A major confrontation is brewing in Nigeria’s electricity sector as State Electricity Regulatory Commissions (SERCs) have mounted a strong opposition against the proposed Electricity Act 2023 Amendment Bill 2026, warning that the legislation could reverse hard-won reforms aimed at decentralising power governance and investment across the country.
This was as the Federal Government launched a major investment-driven reform to tackle persistent electricity failures in Nigerian hospitals, targeting at least 30 per cent uninterrupted power supply across healthcare facilities by 2027 under the Nigeria Power for Health Initiative (NPHI).
In a memorandum submitted to the Senate Committee on Power, the state regulators argued that the amendment bill “threatens the constitutional and regulatory foundations” that enabled states to begin building their own electricity markets following the enactment of the Electricity Act 2023 and the constitutional amendments that expanded sub-national powers in the sector.
The regulators, representing electricity commissions and bureaux from Abia, Anambra, Bayelsa, Edo, Ekiti, Enugu, Gombe, Imo, Kogi, Lagos, Nasarawa, Niger, Ogun, Ondo, Oyo and Plateau states, contend that the proposed amendments amount to a return to centralised control at a time states were attracting investments and establishing independent frameworks to address Nigeria’s chronic electricity shortages.
In one of the strongest criticisms contained in the memorandum, the regulators stated: “A review of the bill suggests that the general intention is to reverse the devolution of legislative, governance and regulatory powers over electricity matters that occur solely within the respective states to the state governments, in favour of a reconsolidation of powers at the federal level, with Nigerian Electricity Regulatory Commission (NERC) retaining full supervisory powers over the market.”
They further warned that the proposed changes appear designed to preserve a system that failed to deliver reliable electricity to Nigerians despite decades of reforms and public spending.
At the heart of the dispute is Section 2 of the amendment bill, which seeks to modify provisions relating to the powers of state legislatures over electricity matters.
THE Minister of State for Health and Social Welfare, Dr Iziaq Salako, and the Minister of Power, Joseph Tegbe, disclosed at the National Healthcare Electrification Investor Matchmaking Forum in Lagos that the reform will end hospital outages.

▶ **DATASET CONTENT**:
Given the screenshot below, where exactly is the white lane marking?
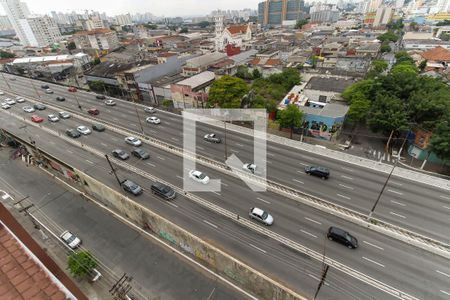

▶ **DESCRIPTION OF THE TASK**: Keep writing the article about Nigeria's electricity sector, picking up right after its last sentence. The data isn't needed here.

▶ **RESULT OF THE TASK**:
Salako said the initiative is designed to move Nigeria from policy discussions to investment execution in addressing energy poverty in the health sector.
“Energy poverty is holding back our reforms and slowing down our healthcare transformation agenda,” he said.
Noting that unreliable electricity remains a major barrier to healthcare delivery, affecting operating theatres, cold chain systems, incubators, diagnostics, blood banking and emergency response services, he added: “Electricity is not merely a utility in a healthcare facility. When electricity fails, healthcare delivery stagnates.”
He warned that grid instability, voltage fluctuations and rising diesel costs continue to strain hospital operations, with energy spending consuming a significant share of health facility budgets.
The minister explained that the NPHI was developed after a national stakeholder dialogue involving the health, power, finance, environment and private sectors, and has been approved by President Bola Tinubu as a national framework for healthcare electrification.
Under the new framework, he explained, healthcare facilities will no longer manage energy infrastructure directly, but will instead rely on private sector Energy Service Providers under an Energy-as-a-Service model.
In his keynote, Tegbe described reliable electricity as a fundamental pillar of healthcare delivery, noting that no health system could function effectively without a stable power supply.
“We are not merely discussing electricity; we are discussing saving lives and removing the impediment to quality healthcare delivery,” he said.
The initiative, he added, aligns with the Federal Government’s Power Sector Reforms and the Renewed Hope Agenda, providing a platform to integrate energy planning into healthcare infrastructure development.